◆ **Material provided**:
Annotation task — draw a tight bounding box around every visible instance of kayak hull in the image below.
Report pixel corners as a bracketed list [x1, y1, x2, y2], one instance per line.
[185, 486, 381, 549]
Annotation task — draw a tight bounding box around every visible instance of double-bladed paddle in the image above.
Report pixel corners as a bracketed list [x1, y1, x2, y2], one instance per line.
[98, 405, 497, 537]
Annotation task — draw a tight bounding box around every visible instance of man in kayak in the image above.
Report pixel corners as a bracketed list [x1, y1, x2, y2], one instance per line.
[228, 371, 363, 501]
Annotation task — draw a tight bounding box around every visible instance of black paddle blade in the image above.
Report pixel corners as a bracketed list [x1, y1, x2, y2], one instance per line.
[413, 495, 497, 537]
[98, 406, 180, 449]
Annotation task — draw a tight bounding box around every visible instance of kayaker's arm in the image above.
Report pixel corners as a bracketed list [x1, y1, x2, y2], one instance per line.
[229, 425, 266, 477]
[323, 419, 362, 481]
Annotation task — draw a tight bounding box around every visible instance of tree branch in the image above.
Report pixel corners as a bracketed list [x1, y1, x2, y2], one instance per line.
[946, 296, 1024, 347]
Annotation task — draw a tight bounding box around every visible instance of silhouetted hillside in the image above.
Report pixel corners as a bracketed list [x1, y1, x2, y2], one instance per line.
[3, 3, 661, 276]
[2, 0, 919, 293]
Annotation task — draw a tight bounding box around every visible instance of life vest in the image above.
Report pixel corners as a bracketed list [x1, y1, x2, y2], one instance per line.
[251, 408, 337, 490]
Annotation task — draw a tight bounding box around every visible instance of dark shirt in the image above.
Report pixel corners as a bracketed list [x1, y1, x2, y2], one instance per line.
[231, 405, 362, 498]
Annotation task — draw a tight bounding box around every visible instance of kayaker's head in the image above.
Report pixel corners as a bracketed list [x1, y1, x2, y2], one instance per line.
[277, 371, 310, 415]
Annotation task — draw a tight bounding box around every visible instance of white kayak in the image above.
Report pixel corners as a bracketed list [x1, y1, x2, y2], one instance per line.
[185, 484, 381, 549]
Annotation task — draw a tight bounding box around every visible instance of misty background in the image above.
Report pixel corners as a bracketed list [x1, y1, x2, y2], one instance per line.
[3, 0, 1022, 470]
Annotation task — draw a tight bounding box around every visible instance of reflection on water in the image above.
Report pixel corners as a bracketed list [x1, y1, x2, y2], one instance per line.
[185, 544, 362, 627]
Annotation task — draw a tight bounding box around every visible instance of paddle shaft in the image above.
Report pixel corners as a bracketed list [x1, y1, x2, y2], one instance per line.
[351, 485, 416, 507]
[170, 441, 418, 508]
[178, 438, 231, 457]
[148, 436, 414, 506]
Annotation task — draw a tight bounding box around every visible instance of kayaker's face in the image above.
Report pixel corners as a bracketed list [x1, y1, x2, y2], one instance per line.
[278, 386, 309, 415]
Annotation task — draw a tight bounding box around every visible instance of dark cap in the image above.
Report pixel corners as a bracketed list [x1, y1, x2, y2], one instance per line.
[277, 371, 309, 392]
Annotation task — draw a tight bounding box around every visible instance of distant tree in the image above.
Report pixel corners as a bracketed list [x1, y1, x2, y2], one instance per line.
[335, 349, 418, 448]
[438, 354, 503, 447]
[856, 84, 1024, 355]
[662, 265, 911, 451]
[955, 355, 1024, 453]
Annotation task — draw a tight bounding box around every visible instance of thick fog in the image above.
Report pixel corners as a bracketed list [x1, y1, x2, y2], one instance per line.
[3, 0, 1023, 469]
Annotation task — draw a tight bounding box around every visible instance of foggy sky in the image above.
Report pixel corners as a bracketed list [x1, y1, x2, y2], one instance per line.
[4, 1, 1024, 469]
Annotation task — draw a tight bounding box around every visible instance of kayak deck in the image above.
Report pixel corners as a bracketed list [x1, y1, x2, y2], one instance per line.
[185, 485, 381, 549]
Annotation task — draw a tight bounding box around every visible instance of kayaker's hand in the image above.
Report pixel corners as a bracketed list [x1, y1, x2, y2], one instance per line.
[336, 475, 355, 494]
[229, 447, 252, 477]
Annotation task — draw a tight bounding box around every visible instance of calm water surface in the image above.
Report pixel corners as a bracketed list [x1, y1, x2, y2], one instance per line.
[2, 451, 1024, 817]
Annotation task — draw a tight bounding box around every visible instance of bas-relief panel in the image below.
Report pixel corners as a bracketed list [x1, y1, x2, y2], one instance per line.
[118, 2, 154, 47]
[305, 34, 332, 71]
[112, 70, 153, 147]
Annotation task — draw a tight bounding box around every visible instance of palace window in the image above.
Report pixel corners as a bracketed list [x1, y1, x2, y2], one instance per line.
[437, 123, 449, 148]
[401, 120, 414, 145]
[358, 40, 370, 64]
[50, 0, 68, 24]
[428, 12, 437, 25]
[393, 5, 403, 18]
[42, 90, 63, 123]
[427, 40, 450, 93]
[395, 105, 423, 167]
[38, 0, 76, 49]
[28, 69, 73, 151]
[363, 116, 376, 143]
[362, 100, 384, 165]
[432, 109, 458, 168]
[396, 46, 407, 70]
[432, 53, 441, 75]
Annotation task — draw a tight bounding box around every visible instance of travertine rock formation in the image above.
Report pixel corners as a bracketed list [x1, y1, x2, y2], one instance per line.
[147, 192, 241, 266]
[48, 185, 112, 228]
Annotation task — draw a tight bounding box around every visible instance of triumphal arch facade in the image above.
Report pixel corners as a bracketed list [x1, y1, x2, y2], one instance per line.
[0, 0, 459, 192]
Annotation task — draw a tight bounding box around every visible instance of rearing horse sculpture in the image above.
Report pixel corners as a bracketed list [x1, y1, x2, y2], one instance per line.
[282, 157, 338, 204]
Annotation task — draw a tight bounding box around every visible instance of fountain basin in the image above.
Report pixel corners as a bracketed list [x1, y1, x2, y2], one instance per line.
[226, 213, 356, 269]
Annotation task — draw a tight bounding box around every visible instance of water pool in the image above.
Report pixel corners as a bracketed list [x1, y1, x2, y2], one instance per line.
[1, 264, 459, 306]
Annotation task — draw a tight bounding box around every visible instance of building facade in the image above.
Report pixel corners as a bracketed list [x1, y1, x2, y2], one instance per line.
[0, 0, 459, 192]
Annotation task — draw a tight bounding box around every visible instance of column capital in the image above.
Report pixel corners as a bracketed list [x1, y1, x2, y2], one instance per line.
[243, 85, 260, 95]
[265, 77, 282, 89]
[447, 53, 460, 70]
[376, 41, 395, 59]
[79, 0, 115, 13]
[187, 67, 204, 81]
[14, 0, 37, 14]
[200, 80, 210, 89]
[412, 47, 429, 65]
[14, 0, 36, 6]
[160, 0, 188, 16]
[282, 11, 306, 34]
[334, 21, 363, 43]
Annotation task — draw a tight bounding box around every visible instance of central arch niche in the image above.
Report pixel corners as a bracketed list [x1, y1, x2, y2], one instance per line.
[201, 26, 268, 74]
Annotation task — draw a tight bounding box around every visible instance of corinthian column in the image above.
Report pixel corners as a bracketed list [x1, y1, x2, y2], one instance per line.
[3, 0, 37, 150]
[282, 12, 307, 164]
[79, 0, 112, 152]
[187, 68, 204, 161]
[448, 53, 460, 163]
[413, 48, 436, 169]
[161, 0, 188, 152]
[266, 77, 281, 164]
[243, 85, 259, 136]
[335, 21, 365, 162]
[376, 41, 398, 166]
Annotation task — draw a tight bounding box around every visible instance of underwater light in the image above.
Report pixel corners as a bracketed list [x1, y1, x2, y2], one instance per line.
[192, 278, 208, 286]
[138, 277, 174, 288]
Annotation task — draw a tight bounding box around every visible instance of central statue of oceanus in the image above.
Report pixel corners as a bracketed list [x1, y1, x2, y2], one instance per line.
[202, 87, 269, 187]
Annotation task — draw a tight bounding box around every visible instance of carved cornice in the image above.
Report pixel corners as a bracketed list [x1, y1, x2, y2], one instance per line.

◆ **Your instructions**:
Some lines of the records may contain the string "arch". State how many do, as a number alone.

◆ **Problem solution**:
2